Start at the line that has "Task: Q: Indicate the stack" and go through the end of the records. Copy those lines, changing "man's" to "person's" and leaving everything else the same.

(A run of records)
☆ ☆ ☆ ☆ ☆ ☆ ☆
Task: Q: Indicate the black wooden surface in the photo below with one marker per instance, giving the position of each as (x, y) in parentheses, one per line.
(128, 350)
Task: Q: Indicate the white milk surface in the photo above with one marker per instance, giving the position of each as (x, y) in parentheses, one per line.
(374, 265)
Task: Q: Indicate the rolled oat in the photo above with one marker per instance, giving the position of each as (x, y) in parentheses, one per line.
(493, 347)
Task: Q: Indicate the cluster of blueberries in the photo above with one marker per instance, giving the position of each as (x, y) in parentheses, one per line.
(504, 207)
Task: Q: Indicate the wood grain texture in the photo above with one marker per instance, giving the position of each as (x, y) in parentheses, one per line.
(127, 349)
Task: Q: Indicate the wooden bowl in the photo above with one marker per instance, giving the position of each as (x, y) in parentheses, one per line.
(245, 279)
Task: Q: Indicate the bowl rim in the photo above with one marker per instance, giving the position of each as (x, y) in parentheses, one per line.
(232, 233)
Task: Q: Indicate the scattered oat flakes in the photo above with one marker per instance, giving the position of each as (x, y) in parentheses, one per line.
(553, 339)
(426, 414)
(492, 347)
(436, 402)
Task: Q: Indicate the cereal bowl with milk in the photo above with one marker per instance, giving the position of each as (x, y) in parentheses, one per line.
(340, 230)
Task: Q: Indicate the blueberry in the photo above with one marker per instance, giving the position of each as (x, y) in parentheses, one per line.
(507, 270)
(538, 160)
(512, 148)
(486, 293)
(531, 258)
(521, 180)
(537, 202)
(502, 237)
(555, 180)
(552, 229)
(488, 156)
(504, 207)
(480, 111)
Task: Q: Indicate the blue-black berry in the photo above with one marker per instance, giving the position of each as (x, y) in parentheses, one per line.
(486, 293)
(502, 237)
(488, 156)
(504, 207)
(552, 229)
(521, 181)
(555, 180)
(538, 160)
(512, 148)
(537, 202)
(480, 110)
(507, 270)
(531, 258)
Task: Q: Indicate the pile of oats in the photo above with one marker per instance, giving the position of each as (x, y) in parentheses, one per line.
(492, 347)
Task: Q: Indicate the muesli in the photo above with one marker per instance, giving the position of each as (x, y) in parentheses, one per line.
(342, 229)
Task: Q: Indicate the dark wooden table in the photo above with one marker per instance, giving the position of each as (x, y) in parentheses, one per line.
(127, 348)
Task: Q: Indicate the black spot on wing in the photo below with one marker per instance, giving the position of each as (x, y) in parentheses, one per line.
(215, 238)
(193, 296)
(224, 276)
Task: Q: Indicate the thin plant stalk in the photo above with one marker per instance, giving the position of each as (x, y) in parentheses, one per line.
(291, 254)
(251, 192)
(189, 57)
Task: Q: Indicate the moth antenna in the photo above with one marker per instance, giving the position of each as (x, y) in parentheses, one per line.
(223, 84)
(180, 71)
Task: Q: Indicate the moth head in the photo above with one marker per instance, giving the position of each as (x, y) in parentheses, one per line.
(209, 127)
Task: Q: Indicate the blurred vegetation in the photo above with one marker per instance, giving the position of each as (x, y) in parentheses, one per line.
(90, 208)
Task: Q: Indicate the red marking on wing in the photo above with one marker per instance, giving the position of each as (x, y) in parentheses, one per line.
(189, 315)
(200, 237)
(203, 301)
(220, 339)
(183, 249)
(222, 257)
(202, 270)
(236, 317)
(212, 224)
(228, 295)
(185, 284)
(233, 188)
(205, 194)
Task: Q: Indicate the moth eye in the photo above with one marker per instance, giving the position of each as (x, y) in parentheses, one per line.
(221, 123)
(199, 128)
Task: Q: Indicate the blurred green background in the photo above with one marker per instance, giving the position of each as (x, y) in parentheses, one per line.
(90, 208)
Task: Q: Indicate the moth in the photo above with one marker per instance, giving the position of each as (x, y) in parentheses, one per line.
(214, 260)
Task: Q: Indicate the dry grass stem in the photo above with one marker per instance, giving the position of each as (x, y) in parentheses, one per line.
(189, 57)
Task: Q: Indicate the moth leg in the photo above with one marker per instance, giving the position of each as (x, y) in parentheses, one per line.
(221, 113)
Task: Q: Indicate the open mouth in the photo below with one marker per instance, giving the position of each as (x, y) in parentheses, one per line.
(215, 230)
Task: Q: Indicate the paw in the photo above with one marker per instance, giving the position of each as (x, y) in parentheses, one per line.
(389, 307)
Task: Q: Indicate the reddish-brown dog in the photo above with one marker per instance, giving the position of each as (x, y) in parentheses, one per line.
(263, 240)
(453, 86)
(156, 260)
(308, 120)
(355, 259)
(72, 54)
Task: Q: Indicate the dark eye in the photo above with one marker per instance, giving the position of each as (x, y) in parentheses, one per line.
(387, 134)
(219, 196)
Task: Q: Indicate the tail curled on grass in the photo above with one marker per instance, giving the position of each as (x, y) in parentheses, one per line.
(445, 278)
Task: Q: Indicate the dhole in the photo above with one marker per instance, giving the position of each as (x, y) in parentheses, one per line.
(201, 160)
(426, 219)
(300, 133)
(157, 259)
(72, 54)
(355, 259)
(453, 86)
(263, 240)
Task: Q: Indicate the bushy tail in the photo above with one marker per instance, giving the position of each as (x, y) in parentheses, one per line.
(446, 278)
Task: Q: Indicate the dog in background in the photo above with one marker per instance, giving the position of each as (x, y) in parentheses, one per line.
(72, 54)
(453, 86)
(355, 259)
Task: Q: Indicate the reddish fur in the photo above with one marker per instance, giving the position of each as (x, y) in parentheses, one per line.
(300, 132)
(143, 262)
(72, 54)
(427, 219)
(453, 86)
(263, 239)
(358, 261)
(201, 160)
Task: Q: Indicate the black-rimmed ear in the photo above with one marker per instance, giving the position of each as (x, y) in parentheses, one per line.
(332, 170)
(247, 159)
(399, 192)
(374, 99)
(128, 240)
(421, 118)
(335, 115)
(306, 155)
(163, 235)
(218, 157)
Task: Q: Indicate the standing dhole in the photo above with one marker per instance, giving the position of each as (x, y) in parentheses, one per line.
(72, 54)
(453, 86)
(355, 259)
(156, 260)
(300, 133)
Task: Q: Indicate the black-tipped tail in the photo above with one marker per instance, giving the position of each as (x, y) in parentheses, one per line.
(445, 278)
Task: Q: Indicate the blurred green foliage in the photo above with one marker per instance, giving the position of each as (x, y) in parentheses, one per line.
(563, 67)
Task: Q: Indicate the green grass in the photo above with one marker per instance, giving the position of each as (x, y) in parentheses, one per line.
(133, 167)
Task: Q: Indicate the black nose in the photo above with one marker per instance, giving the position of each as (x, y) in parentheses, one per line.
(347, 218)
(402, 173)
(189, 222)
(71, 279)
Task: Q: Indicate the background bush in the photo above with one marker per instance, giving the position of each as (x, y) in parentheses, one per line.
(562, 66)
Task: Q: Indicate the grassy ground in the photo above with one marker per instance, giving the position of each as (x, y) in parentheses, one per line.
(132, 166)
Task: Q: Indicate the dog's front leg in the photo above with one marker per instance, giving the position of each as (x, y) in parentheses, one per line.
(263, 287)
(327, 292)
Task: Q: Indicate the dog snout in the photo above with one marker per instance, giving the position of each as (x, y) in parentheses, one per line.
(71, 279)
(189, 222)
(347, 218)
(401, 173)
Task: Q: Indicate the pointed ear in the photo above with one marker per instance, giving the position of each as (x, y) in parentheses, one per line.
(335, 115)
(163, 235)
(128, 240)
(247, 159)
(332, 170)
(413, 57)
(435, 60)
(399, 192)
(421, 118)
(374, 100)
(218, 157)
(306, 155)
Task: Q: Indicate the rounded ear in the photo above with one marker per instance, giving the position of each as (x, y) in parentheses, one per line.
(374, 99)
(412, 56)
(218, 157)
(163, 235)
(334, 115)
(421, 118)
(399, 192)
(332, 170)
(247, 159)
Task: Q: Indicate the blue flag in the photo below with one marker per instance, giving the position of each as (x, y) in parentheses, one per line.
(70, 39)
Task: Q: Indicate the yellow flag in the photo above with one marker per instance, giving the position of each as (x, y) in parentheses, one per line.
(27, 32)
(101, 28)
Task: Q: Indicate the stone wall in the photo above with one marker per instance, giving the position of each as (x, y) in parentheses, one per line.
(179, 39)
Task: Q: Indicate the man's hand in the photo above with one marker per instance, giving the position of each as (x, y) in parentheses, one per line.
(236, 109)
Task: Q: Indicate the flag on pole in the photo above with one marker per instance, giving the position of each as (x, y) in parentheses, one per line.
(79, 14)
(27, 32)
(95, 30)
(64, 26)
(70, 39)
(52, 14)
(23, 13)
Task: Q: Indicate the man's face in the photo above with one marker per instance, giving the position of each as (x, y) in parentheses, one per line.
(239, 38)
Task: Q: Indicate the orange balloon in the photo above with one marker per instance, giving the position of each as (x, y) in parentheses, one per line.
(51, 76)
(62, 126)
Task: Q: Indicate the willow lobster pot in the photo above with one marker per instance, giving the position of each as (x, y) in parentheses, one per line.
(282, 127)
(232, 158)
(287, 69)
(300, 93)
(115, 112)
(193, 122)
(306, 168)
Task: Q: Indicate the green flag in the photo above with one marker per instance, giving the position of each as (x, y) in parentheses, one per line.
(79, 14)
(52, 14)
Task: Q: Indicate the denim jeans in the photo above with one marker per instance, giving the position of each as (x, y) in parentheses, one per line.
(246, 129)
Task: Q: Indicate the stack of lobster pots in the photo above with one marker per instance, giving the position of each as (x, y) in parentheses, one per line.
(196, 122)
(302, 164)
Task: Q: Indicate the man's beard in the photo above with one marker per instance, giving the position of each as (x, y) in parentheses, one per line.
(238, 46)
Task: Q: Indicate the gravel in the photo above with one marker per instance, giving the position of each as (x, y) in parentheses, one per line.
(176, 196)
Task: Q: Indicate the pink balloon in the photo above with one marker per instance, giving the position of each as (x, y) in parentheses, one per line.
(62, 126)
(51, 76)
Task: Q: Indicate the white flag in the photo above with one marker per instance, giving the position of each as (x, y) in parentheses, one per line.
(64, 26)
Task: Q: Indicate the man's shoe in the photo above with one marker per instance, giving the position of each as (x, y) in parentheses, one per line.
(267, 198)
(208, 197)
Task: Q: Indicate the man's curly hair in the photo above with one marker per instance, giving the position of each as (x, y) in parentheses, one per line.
☆ ☆ ☆ ☆ ☆ ☆ ☆
■ **Output for this exercise**
Task: Q: Indicate the stack of lobster pots in the photo above with one marker per instance, giving the position of each as (x, y) in parentheses, one per line.
(196, 122)
(302, 164)
Task: Q: Indicate the person's beard in the photo above with one marker per instance, giving the position of each as (x, y) in parentheses, one per line.
(238, 46)
Task: Q: Indicate the gravel in the photo above with one marker per instance, giving the position of each as (x, y) in parentheses, one per line.
(176, 196)
Task: Q: Indicate the pink balloon in the photo above with one marker per instance, giving the position of each as (x, y) in parentheses, one per line.
(62, 126)
(51, 76)
Task: Q: Indicate the white flag in the photo above with one marker per instance, giving the position of each as (x, y) in parentheses, one per line.
(64, 26)
Task: Q: Indicate the person's shoe in the photo above with one marker per instance, giving the position of each as (x, y) in parentheses, one per line.
(267, 198)
(208, 197)
Task: Q: Indicate the person's curly hair in the photo above with one marker per instance, giving the position of each as (x, y) in parentheses, one per line.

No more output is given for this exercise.